- [EXTRACT TO READ]:
## START

Presidential Manners For Idiots

Charlie Accetta
Extra Newsfeed
Published in
4 min readApr 16, 2017
http://www.businessinsider.com/fast-food-industry-isnt-donating-to-donald-trump-2016-9

The acknowledged history of the American President is a mix of things, part myth, part gossip and part ridiculousness, often offered live for our viewing pleasure. The office of the President of the United States is the most scrutinized job ever. And the most coveted. Election season for presidential nominations is an expensive bloodbath. Winners still taste blood in their saliva after the election. But, up until now, there has been an immediate alteration of group attitude upon entering the White House. They were the same people, only they weren’t. The big guy went from being Candidate So-and-so to President So-and-so. The big guy’s advisers became presidential advisers. Together they became the leaders of a crazy country on a crazy planet and understood their primary duty to keep everybody calm. The current administration didn’t get to that chapter yet, unprepared as they were to win. So, I would like to offer my services on advising how to act while in office.

Upon first entering the Oval Office, read the note left by your predecessor. It’s the one on the desk, which quickly found a pile of similar correspondence and you never got to. Find the damn thing and read it. I don’t know what it says, but I’ll bet it’s something important to you personally. Yeah, you said you read it. Nice try. Go find it.

Being President changes a person because it takes the need to strive away from our greatest strivers. They get four years of thinking about the world’s only superpower and how to keep it running. In the race to be President, they were the drivers. At the end of the race, the good ones became mechanics and let the really good drivers drive. In the process, the manner in which the country evolved defined a large part of the sitting President’s mythology. He didn’t necessarily have to do anything to deserve the verdict but, good or bad, it happened on his watch. The moral to the story is, be proactive. The President must communicate his specific desires to his staff and stay on them for accurate answers. If they’re wasting time having gang fights in the West Wing, they’re not working for you or us.

The President must also communicate his broader vision to the rest of the country. You need to begin working on the majority who didn’t vote for you. Give us the big picture. Speak to us as if we’re all smarter than you, because it’s probably true. Inspire us. Oh, you’re building a fence? Great. Any other landscaping projects, you let us know. Seriously, we need to know you know the whole world is gunning for us. We don’t need more enemies. We need more friends. Tell us you’re going to be a proper guest when visiting world leaders. Tell us you’re going to be a gracious host when they visit us. Be humble. You are Commander-In-Chief of a combined armed force that can blow up the Moon and everyone knows it. You can afford to suppress your pride.

## END

- [EXCERPTED RECORDS]:
## START

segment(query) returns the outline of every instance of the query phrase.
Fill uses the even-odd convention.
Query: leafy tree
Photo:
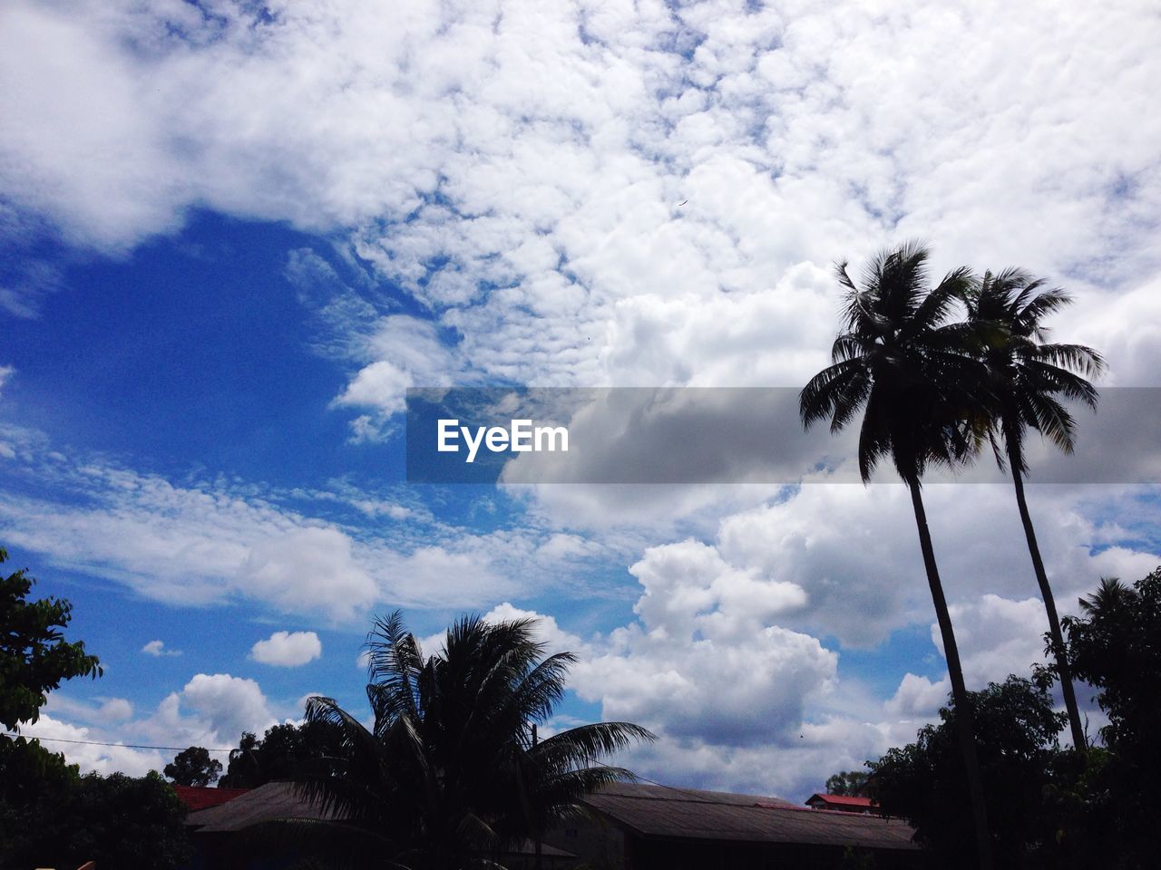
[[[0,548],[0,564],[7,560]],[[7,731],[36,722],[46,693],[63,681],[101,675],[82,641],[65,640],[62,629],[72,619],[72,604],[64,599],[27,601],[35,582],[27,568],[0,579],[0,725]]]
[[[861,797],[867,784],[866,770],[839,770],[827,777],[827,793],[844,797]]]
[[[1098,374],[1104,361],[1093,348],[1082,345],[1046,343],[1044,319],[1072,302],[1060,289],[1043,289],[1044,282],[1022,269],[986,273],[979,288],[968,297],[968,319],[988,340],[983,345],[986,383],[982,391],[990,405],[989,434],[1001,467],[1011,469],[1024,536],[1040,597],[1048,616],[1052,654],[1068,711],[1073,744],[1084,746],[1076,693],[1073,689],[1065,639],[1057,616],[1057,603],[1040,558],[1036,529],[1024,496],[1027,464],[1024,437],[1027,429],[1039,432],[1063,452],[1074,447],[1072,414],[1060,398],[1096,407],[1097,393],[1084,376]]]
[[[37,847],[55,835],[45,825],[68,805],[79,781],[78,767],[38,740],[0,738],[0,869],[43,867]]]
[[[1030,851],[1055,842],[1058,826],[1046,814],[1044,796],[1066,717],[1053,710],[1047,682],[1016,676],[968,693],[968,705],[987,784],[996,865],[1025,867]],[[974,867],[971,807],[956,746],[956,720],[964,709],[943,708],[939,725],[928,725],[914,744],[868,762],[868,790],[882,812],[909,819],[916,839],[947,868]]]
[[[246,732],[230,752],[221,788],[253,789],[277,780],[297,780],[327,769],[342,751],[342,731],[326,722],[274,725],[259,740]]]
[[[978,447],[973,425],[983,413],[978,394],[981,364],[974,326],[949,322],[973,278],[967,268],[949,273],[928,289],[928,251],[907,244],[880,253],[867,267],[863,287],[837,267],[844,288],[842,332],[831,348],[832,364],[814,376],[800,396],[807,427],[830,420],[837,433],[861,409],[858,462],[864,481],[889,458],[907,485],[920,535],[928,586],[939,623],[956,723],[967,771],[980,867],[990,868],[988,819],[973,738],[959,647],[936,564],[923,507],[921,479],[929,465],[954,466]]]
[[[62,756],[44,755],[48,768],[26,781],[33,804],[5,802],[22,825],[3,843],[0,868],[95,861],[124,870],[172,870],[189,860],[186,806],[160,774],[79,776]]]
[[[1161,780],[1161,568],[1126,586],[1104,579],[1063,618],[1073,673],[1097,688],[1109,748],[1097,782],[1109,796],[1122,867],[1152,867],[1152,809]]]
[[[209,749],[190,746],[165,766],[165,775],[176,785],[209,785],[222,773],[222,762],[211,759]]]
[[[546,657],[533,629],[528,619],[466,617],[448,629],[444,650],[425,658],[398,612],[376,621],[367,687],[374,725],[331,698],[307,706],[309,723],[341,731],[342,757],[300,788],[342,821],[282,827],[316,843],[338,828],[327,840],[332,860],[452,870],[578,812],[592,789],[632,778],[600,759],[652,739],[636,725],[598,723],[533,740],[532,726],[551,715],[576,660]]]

## END
## START

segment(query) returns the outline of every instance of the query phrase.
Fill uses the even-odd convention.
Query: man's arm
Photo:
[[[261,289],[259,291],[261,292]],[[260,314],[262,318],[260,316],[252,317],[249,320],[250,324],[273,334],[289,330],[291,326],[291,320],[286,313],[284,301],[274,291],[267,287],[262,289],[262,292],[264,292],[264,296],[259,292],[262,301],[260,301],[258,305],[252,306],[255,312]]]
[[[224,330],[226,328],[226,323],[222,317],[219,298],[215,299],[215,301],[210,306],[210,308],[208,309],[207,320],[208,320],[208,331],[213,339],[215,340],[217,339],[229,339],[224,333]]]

## END
## START

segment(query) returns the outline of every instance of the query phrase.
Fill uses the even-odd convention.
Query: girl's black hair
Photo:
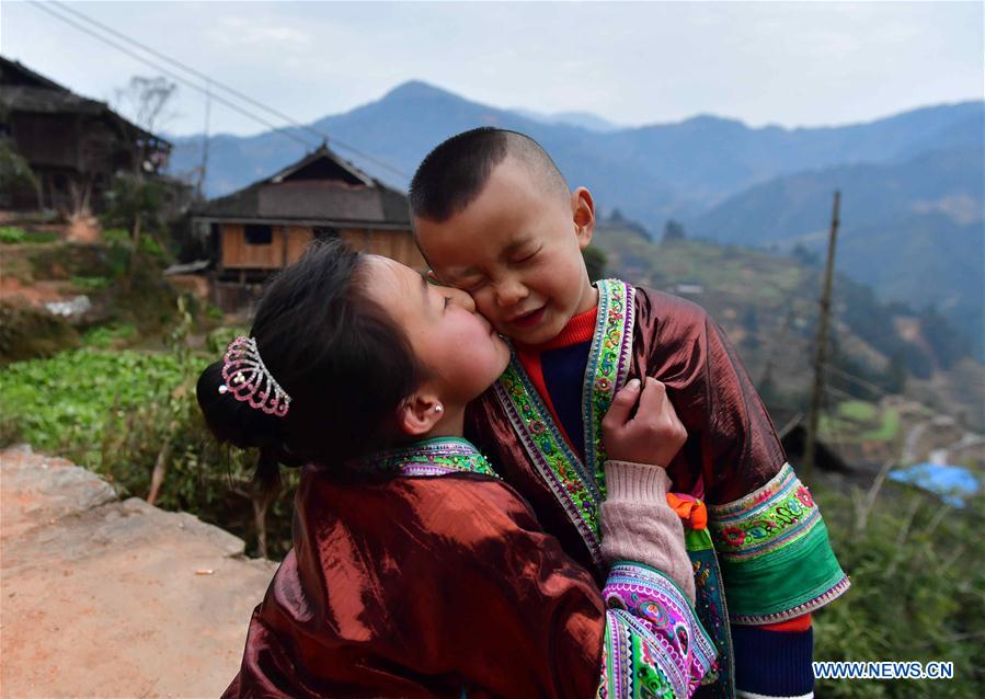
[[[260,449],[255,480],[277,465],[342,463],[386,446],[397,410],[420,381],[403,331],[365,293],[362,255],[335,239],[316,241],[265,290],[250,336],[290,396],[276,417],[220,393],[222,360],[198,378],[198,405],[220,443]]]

## END

- [TASK REQUIREMENTS]: Reproduce the stretch of the presidential manners essay above from "Upon first entering" through "Go find it.", word for word.

- [EXERCISE RESULT]:
Upon first entering the Oval Office, read the note left by your predecessor. It’s the one on the desk, which quickly found a pile of similar correspondence and you never got to. Find the damn thing and read it. I don’t know what it says, but I’ll bet it’s something important to you personally. Yeah, you said you read it. Nice try. Go find it.